● SELECTED PASSAGE
=== Begin Enclosure ===
International Journal of Population Data Science (Sep 2024)
Content, controls, audience: contextualizing de-identification as a novel approach to enabling cross-sectoral data linkages
Abstract
Background Canadian privacy laws often distinguish personal health information (PHI) from non-health data. A recent legislative designation permits the Institute for Clinical Evaluative Sciences (ICES) cross-sectoral data linkages and analyses of health and non-health data but requires a discrete environment for each data type and only one environment to conduct research and analytics. It further stipulates that only de-identified, non-health data may enter the PHI environment where research and analytics are conducted, an added complication since data linkages necessarily require some identifiability. In order to consolidate its health and non-health data, then, ICES requires novel approaches to data governance and de-identification. Objective To establish a comprehensive data governance framework that optimizes cross-sectoral data linkages and classifies identifiability as existing on a spectrum dependent on content, controls and audience. Approach Operating under legislative and regulatory definitions of de-identification that contemplate what is “reasonably foreseeable in the circumstances,” ICES is working with its privacy regulator to create a data governance framework and de-identification guidelines for its health and non-health data. Results While still awaiting regulatory approval, ICES will be a first-of-its-kind data integration unit whose data governance model is formally approved by its privacy regulator and an industry leader in novel approaches to de-identification and cross-sectoral data linkages. Conclusions Identifiability is determined by context, and data may be simultaneously identifiable and de-identified, depending on its contextual factors. Implications ICES’ approach to data governance and de-identification can offer important insights to other research and analytics-based organizations facing legislative barriers to cross-sectoral data linkages.
=== End Enclosure ===
● TASKS TO PERFORM
1. Decide whether each statement agrees with the abstract. Answer yes or no for each and quote the words that decide it.
(a) The legislative designation lets ICES use more than one environment for research and analytics.
(b) ICES's data governance framework has already received regulatory approval.
(c) The abstract holds that data can be identifiable and de-identified at the same time.
2. Answer these questions using the abstract.
(a) What kind of data may enter the PHI environment where research and analytics are conducted?
(b) According to the objective, on which three things does identifiability depend?
(c) With whom is ICES working to create its data governance framework and de-identification guidelines?

● DATA SUPPLIED
=== Begin Enclosure ===
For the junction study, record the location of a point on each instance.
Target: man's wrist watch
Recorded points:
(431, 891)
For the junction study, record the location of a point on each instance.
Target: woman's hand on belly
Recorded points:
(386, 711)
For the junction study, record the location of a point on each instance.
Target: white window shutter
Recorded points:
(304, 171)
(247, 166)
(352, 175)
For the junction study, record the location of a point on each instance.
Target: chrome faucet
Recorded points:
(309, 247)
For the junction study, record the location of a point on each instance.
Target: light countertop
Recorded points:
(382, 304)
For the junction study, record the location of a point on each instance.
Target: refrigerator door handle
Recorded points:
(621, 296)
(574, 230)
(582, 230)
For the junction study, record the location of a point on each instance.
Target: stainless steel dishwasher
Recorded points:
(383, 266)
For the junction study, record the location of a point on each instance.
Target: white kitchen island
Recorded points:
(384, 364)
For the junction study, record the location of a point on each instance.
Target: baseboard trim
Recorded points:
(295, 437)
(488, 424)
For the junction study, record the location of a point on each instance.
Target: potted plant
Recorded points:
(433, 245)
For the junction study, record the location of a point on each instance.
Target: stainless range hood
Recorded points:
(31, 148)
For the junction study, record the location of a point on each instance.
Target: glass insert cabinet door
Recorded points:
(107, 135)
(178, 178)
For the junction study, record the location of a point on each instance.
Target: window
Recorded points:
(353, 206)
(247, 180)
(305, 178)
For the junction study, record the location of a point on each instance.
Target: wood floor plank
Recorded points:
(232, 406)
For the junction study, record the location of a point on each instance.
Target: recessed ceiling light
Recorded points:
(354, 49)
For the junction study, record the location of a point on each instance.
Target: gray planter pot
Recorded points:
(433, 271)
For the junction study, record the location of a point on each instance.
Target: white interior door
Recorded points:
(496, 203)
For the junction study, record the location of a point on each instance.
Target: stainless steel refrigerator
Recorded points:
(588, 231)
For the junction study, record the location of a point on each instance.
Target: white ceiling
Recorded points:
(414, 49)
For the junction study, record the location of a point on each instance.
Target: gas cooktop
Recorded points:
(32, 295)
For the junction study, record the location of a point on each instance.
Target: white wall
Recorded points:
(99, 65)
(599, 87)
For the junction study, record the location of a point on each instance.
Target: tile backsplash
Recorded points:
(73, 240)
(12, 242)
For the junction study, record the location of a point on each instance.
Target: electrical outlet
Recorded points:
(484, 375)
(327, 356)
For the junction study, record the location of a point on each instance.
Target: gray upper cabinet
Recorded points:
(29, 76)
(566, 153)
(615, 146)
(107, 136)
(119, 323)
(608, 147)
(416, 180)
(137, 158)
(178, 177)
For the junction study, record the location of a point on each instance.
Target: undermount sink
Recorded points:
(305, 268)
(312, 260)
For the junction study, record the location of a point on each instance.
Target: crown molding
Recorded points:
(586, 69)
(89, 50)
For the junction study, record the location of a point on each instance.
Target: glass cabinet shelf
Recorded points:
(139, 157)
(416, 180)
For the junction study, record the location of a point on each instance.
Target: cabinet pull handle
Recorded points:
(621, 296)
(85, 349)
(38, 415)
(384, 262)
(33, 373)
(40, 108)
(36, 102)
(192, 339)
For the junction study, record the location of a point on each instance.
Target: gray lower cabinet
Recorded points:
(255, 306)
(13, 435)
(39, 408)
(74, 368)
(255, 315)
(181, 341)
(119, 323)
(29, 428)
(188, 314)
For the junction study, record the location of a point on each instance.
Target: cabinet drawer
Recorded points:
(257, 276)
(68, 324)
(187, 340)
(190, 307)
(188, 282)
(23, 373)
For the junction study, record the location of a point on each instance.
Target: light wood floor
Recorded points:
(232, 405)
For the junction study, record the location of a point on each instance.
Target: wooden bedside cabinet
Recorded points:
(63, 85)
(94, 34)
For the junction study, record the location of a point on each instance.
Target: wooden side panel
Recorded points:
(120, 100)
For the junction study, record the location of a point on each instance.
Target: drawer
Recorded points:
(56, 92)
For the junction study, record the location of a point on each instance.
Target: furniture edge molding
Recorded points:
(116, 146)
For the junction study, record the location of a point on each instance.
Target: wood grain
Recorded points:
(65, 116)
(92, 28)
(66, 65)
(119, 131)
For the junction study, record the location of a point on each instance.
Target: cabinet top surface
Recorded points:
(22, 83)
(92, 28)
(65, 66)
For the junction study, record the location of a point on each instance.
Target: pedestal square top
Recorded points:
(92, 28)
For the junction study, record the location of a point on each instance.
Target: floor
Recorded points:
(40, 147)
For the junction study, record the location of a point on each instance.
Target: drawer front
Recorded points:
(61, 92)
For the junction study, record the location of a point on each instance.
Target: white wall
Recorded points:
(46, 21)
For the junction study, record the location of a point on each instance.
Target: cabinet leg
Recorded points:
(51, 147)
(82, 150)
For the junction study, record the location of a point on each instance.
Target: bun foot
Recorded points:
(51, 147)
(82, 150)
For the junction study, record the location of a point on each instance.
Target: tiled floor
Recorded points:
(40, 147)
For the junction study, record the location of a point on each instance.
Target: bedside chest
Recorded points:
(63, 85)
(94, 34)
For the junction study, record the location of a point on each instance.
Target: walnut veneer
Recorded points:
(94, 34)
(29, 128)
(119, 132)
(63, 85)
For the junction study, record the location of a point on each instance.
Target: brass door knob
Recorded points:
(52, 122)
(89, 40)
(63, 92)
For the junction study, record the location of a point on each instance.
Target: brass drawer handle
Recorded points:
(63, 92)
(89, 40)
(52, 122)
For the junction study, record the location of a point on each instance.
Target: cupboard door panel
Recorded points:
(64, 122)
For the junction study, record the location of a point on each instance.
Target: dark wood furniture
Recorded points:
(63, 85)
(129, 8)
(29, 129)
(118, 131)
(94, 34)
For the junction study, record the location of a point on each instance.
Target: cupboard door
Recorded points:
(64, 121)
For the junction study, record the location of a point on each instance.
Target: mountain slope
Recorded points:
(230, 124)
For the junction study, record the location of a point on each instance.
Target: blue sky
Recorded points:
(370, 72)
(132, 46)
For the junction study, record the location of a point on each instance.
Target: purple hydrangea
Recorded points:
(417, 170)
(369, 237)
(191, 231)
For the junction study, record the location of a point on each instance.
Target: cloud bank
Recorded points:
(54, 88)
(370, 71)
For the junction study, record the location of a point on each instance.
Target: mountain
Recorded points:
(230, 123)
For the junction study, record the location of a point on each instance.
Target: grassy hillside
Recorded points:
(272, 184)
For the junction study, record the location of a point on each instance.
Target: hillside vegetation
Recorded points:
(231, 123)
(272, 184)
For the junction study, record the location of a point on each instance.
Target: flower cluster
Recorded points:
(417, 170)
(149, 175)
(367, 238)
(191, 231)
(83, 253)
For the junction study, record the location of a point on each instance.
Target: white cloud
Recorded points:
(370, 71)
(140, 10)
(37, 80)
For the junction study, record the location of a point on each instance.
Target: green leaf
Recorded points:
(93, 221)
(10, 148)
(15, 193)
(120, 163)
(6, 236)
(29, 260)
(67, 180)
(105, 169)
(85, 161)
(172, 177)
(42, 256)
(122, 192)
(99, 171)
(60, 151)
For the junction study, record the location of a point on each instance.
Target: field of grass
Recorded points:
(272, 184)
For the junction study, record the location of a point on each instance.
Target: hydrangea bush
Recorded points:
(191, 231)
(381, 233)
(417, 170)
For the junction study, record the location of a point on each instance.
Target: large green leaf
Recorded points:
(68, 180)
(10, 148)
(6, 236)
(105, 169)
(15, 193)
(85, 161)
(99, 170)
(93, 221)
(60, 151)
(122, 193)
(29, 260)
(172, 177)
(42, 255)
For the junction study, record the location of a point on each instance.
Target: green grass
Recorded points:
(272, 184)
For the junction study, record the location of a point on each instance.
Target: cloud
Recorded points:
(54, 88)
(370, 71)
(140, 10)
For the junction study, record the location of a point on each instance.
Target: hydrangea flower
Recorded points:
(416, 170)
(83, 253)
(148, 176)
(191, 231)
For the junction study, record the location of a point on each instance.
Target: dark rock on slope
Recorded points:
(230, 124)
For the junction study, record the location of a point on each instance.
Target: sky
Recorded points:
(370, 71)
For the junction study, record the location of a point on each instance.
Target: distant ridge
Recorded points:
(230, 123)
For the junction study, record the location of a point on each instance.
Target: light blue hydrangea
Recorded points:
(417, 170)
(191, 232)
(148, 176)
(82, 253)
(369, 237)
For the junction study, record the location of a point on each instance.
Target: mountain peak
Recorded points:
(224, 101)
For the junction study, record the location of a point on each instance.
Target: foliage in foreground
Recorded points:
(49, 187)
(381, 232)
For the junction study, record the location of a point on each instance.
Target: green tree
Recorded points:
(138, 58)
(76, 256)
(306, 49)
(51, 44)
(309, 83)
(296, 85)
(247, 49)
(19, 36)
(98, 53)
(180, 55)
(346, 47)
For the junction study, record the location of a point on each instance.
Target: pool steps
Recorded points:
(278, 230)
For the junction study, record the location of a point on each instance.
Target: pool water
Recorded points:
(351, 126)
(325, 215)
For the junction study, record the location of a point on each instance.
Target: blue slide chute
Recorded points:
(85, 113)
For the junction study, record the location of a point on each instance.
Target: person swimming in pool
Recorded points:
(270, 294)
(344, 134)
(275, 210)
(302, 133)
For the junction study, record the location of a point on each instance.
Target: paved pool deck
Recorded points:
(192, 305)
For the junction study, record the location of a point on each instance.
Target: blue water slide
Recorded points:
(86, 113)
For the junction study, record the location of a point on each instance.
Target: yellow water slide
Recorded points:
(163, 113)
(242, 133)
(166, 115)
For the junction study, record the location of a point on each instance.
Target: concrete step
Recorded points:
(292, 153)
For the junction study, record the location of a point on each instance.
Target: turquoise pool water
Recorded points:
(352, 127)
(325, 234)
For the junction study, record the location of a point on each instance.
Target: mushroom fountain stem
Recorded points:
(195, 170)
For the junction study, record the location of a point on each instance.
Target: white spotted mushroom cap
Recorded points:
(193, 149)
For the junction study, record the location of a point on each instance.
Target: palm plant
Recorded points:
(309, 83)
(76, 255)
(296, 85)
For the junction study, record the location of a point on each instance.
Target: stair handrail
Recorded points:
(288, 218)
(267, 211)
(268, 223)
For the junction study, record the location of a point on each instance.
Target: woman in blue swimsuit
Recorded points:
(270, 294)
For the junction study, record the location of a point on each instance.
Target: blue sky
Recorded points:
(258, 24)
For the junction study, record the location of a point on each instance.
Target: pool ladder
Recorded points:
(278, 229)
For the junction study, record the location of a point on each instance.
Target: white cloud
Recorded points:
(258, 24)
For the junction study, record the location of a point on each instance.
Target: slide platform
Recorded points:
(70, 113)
=== End Enclosure ===
● RESPONSES BY ITEM NUMBER
1.
(a) No: "only one environment to conduct research and analytics"
(b) No: "While still awaiting regulatory approval"
(c) Yes: "data may be simultaneously identifiable and de-identified, depending on its contextual factors"

2.
(a) Only de-identified, non-health data
(b) Content, controls and audience
(c) Its privacy regulator